■ STATED EXERCISE:
List each line below that contains the string "trunk", copying the whole line. Matches must have the same case.

■ RECORDS TO USE:
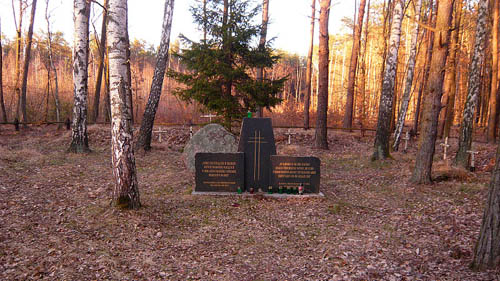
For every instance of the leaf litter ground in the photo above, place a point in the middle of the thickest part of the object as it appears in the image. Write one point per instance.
(56, 222)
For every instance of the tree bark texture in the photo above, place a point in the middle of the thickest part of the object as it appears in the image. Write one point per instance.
(487, 251)
(349, 106)
(451, 84)
(145, 133)
(493, 119)
(2, 104)
(473, 88)
(409, 78)
(382, 136)
(307, 94)
(321, 133)
(262, 45)
(126, 189)
(27, 57)
(100, 70)
(433, 93)
(52, 65)
(79, 137)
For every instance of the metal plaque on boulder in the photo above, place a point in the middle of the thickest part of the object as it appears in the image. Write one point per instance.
(290, 172)
(257, 142)
(219, 172)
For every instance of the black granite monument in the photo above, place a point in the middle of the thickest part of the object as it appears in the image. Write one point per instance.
(257, 142)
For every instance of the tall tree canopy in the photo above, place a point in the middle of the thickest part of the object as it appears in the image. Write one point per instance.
(220, 66)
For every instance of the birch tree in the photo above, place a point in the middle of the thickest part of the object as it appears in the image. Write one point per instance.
(432, 98)
(321, 134)
(2, 104)
(349, 106)
(79, 136)
(27, 57)
(144, 140)
(262, 45)
(126, 189)
(381, 150)
(307, 94)
(51, 63)
(493, 118)
(409, 78)
(473, 88)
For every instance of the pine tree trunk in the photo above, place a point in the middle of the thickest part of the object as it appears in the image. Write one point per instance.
(487, 251)
(307, 95)
(473, 89)
(432, 99)
(126, 189)
(493, 119)
(145, 133)
(100, 70)
(2, 104)
(382, 136)
(19, 42)
(409, 78)
(262, 45)
(27, 57)
(321, 134)
(451, 86)
(52, 66)
(362, 73)
(79, 137)
(353, 66)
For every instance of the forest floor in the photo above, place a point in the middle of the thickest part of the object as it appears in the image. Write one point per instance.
(56, 222)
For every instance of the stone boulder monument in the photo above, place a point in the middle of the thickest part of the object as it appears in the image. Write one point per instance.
(211, 138)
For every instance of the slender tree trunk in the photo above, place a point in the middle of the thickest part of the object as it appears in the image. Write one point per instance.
(409, 79)
(432, 99)
(144, 140)
(493, 119)
(2, 104)
(321, 134)
(473, 89)
(52, 65)
(126, 188)
(362, 70)
(487, 251)
(353, 66)
(382, 136)
(19, 42)
(262, 45)
(27, 57)
(79, 137)
(100, 70)
(451, 86)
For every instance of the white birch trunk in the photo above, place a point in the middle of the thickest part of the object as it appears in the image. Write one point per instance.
(409, 78)
(126, 189)
(79, 137)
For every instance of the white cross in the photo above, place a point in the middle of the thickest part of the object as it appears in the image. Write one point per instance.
(209, 116)
(160, 131)
(472, 159)
(406, 138)
(445, 146)
(289, 134)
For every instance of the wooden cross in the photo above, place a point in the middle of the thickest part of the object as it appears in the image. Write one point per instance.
(406, 139)
(209, 116)
(160, 131)
(472, 159)
(445, 146)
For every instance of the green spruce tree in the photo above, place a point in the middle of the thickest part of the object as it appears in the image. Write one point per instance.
(220, 67)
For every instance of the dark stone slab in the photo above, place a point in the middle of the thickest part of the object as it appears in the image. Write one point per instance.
(291, 171)
(257, 142)
(219, 172)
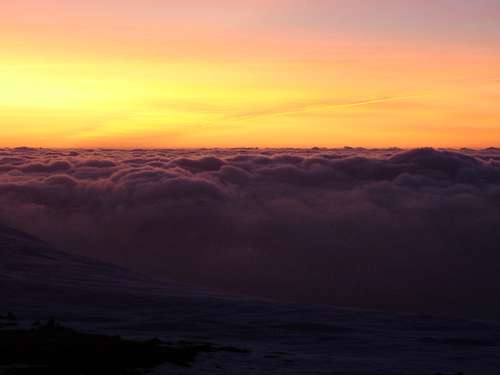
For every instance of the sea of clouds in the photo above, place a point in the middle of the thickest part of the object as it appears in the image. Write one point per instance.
(415, 230)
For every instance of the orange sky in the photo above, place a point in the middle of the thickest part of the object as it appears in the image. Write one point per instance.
(154, 73)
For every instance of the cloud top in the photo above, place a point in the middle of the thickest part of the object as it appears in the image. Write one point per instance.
(392, 229)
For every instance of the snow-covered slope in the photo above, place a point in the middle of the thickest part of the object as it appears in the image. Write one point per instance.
(37, 281)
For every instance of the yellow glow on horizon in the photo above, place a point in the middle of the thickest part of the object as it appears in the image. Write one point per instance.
(392, 97)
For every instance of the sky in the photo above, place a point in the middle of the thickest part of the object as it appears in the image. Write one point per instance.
(274, 73)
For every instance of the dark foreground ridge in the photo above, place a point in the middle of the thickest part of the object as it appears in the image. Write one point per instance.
(50, 348)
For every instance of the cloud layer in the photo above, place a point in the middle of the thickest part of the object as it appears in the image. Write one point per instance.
(392, 229)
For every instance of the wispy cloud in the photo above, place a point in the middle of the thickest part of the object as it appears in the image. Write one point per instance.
(299, 108)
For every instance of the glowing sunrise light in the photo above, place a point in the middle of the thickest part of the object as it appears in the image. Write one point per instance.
(262, 73)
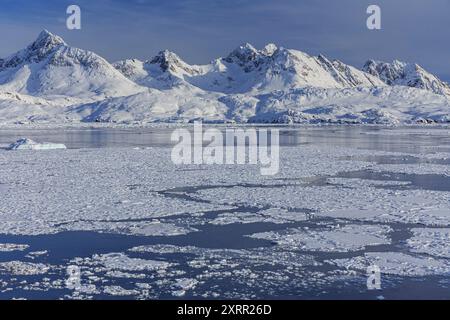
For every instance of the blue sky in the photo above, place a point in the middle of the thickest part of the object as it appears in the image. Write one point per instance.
(200, 30)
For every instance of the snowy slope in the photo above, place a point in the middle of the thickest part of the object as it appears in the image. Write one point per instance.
(382, 105)
(51, 82)
(247, 70)
(406, 74)
(49, 67)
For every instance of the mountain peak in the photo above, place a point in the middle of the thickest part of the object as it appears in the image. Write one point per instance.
(406, 74)
(243, 54)
(269, 49)
(47, 40)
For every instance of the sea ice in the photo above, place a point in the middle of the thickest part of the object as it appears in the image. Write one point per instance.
(28, 144)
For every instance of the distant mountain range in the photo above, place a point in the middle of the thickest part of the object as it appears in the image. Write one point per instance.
(49, 81)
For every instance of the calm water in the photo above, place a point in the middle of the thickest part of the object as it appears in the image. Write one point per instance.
(64, 246)
(385, 139)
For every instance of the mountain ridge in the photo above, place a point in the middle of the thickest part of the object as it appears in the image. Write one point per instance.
(50, 81)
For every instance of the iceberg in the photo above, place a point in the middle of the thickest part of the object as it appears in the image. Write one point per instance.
(28, 144)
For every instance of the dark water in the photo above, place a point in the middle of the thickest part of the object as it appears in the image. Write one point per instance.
(63, 247)
(348, 136)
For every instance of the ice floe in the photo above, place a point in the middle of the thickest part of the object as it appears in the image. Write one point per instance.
(28, 144)
(335, 239)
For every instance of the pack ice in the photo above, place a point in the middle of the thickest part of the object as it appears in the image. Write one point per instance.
(28, 144)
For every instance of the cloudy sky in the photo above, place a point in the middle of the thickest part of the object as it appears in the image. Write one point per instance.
(200, 30)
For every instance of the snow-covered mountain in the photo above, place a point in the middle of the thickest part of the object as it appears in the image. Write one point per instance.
(247, 70)
(49, 81)
(406, 74)
(49, 67)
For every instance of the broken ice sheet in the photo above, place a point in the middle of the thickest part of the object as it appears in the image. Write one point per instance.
(8, 247)
(335, 239)
(23, 268)
(432, 241)
(396, 263)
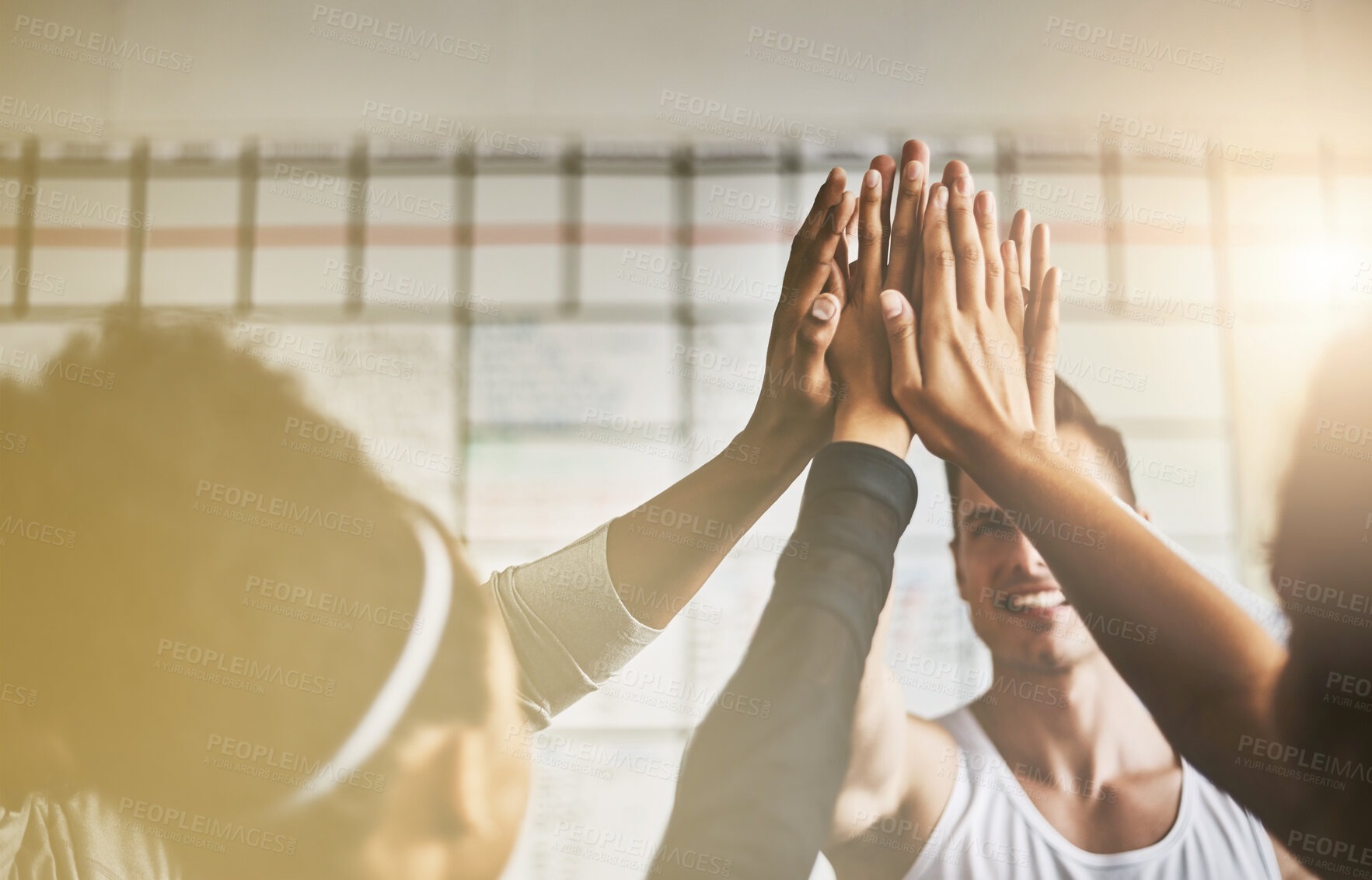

■ RESULT OF THE EXERCISE:
For every instance of the pine tree trunk in the photo above, place a point in the middle of the thickest part of the object as it appears in the image. Write one point per instance.
For every instance of the slender tree trunk in the photo above, place a point in the middle of the thickest part of the object as it appears in the image. Write one point per instance.
For every instance of the white birch trunk in the photo above, place a point in the middle of the thickest part of the object as it appears in the image. Write one point per instance.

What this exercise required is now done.